### Task statement:
Repeat, exactly and in full, the lines of the listing below, but without any pictures.

___ Listed records ___

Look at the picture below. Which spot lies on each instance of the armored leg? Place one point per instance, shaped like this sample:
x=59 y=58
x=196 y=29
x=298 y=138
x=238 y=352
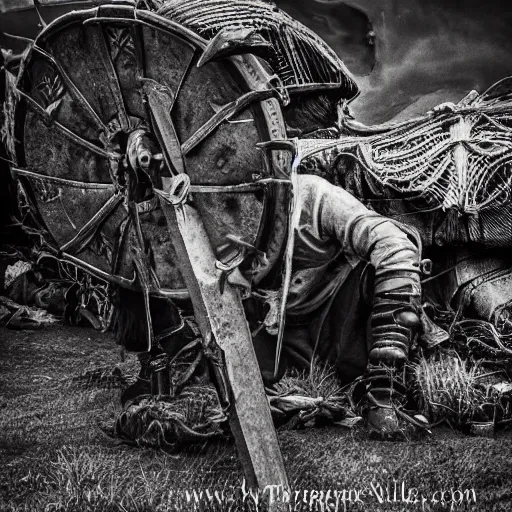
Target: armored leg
x=394 y=321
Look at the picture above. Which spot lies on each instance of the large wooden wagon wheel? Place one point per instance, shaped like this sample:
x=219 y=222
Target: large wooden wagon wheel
x=142 y=164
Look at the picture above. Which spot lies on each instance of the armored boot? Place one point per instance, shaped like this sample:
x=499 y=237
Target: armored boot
x=142 y=386
x=394 y=322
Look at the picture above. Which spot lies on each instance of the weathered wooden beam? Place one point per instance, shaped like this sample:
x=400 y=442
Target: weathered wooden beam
x=222 y=315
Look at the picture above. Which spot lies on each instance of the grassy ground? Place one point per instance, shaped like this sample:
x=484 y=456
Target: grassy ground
x=59 y=390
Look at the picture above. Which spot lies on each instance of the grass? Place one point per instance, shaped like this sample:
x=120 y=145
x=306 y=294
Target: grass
x=59 y=390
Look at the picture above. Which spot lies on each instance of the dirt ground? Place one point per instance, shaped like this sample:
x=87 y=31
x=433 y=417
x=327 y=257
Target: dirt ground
x=59 y=396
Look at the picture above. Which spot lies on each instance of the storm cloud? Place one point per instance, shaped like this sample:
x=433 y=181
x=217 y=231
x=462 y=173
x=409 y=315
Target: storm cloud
x=410 y=55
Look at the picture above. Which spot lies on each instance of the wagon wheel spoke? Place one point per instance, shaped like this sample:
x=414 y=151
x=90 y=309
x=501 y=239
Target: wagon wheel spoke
x=69 y=134
x=113 y=80
x=161 y=100
x=73 y=89
x=140 y=61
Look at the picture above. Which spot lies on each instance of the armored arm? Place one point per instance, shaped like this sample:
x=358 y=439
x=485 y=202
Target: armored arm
x=365 y=235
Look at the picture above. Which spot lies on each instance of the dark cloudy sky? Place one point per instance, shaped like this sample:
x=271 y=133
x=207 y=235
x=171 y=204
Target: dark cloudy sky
x=425 y=51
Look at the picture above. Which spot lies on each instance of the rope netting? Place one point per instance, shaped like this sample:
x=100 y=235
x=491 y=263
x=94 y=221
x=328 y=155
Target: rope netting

___

### Output below:
Look at the picture below. Which spot lies on each instance of the armored leg? Place one point per instance, shaped like this sample:
x=59 y=58
x=196 y=29
x=298 y=138
x=238 y=352
Target: armored leg
x=394 y=321
Look at the picture above. Which spot lies on each instance of the large wooden wagon wheel? Place one point per instance, shaped like this sample:
x=219 y=222
Target: large wooden wagon wheel
x=142 y=164
Look at the picture above. Which spot lies on each instance of the armored boot? Place one point per instance, shaped like this sample:
x=499 y=237
Target: armored boot
x=142 y=386
x=394 y=322
Look at the picture above. Which spot lies on each instance of the weathered wooden beam? Place one point per instance, shaped like this sample:
x=400 y=442
Target: weathered wooden beam
x=222 y=315
Look at the picture above. Which spot lies on each instance of the grassy ground? Place one point per instance, shaped like this sample:
x=484 y=456
Target: grassy ground
x=59 y=390
Look at the picture above. Which spot lies on each instance of the grass? Place one point per instance, shaped like this sample:
x=120 y=145
x=306 y=294
Target: grass
x=59 y=390
Look at the picture above. Which spot lies on each instance of the dirt ground? Place one point per instance, shaped like this sample:
x=87 y=31
x=433 y=417
x=327 y=257
Target: dirt ground
x=59 y=396
Look at the picture above. Which spot lies on each instance of the storm cloud? Place one point per instance, shaped like this sample:
x=433 y=181
x=217 y=231
x=462 y=173
x=409 y=315
Target: storm cloud
x=410 y=55
Look at the picture above. Which spot lies on each instance of the wagon wheel spoke? Place one point per instance, shaped like this sample:
x=414 y=151
x=90 y=309
x=501 y=239
Target: wagon wheel spoke
x=69 y=134
x=113 y=80
x=161 y=100
x=73 y=89
x=140 y=61
Look at the picture above. Which spot lies on each instance of the armored arm? Place one point per instance, shaped like this sample:
x=358 y=439
x=485 y=202
Target: armored arm
x=365 y=235
Look at the picture above. Which spot lies on each instance of the dark cloudy sky? Place one point per instance, shaped like this sample:
x=271 y=133
x=207 y=235
x=171 y=204
Target: dark cloudy sky
x=425 y=51
Look at the picture above. Which spot lies on each instance of the rope netting? Place one point per instance, shaped like this sample:
x=100 y=235
x=491 y=263
x=94 y=221
x=328 y=155
Target: rope netting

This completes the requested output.